Change every "indicate" in the entries to "mark" and reproduce all the entries with nothing else altered. Leave the pictures out.
--- begin RECORDS PROVIDED ---
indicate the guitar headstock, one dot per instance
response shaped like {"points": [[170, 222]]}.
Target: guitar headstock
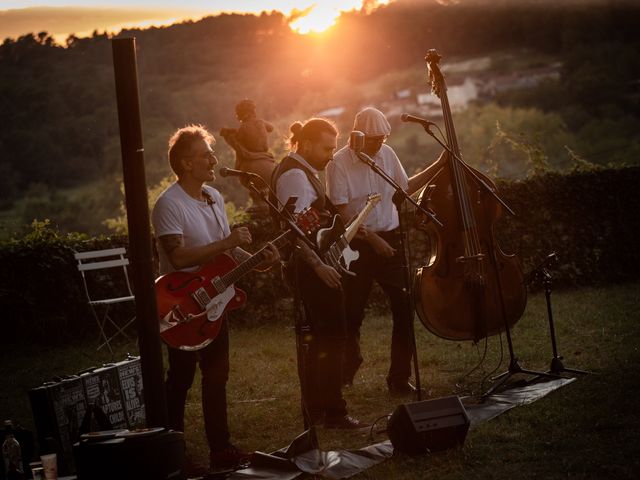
{"points": [[436, 79], [374, 198], [308, 220]]}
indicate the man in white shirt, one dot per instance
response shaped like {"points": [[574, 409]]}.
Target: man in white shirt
{"points": [[191, 225], [349, 182], [319, 285]]}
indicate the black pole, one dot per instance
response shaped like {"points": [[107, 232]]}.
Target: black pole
{"points": [[135, 186]]}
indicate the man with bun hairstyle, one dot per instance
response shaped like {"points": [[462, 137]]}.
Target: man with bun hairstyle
{"points": [[319, 285], [349, 182]]}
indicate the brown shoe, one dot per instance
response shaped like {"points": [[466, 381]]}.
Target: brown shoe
{"points": [[401, 388], [194, 468], [229, 459], [345, 422]]}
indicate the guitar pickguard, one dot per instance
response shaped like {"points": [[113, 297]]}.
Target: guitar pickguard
{"points": [[216, 307]]}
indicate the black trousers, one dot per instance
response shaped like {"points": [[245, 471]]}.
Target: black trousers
{"points": [[214, 366], [389, 273], [322, 343]]}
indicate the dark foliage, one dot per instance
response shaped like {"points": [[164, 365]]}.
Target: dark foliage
{"points": [[57, 104]]}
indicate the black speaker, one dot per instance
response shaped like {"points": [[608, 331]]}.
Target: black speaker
{"points": [[150, 454], [428, 426]]}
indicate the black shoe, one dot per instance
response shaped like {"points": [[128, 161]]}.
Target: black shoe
{"points": [[401, 388], [345, 422], [228, 459]]}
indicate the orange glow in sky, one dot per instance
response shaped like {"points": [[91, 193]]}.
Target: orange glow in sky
{"points": [[322, 15], [81, 17]]}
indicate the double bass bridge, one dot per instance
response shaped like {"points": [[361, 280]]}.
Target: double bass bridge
{"points": [[463, 259]]}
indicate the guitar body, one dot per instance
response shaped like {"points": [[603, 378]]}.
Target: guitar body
{"points": [[191, 309]]}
--- end RECORDS PROVIDED ---
_FULL OUTPUT:_
mark the guitar headstock, one dot per instance
response shaped like {"points": [[170, 222]]}.
Target: guitar headstock
{"points": [[436, 79], [374, 198], [308, 220]]}
mark the man in white shirt, one dot per instance
response shaped like {"points": [[574, 409]]}.
Target: man in white shirt
{"points": [[191, 225], [349, 182], [319, 285]]}
mark the black pole, one dot per instance
response shaped like {"points": [[107, 232]]}.
Target: black pole
{"points": [[135, 186]]}
mark the man with bun hairstyle, one dot per instance
response shaped like {"points": [[462, 137]]}.
Target: man with bun hairstyle
{"points": [[319, 285], [349, 182]]}
mark the brown shoe, one dot per instance
response shaped like {"points": [[466, 381]]}.
Target: brown shoe
{"points": [[401, 388], [194, 468], [229, 459], [345, 422]]}
mark the guitar pickguard, one dot per instance
response shaped like {"points": [[113, 297]]}.
Target: guitar pickguard
{"points": [[216, 307]]}
mark the black trousers, one dot per instance
response shaped like {"points": [[245, 471]]}.
Target: black trousers
{"points": [[214, 366], [389, 273], [322, 343]]}
mark the dark foliage, one dot per instance
response shaped like {"points": [[164, 365]]}.
Target: dark foliage
{"points": [[57, 104]]}
mark the black speaker, one dot per instance
response shaped like {"points": [[608, 331]]}.
Target: black speaker
{"points": [[150, 454], [428, 426]]}
mark the black shoe, one dot per instance
response shaped like {"points": [[128, 161]]}.
Target: black shoe
{"points": [[401, 388], [345, 422], [228, 459]]}
mark the orange glow in sky, one dot per instance
response shaped like {"points": [[91, 193]]}.
Target: orange glow in sky
{"points": [[322, 15], [81, 17]]}
mark the double bass bridge, one dot per instance
response shaped like {"points": [[361, 280]]}.
Target: double bass bridge
{"points": [[463, 259]]}
mark the guitar body, one dot per instance
response shaped like {"points": [[603, 378]]}.
Target: guitar body
{"points": [[191, 309]]}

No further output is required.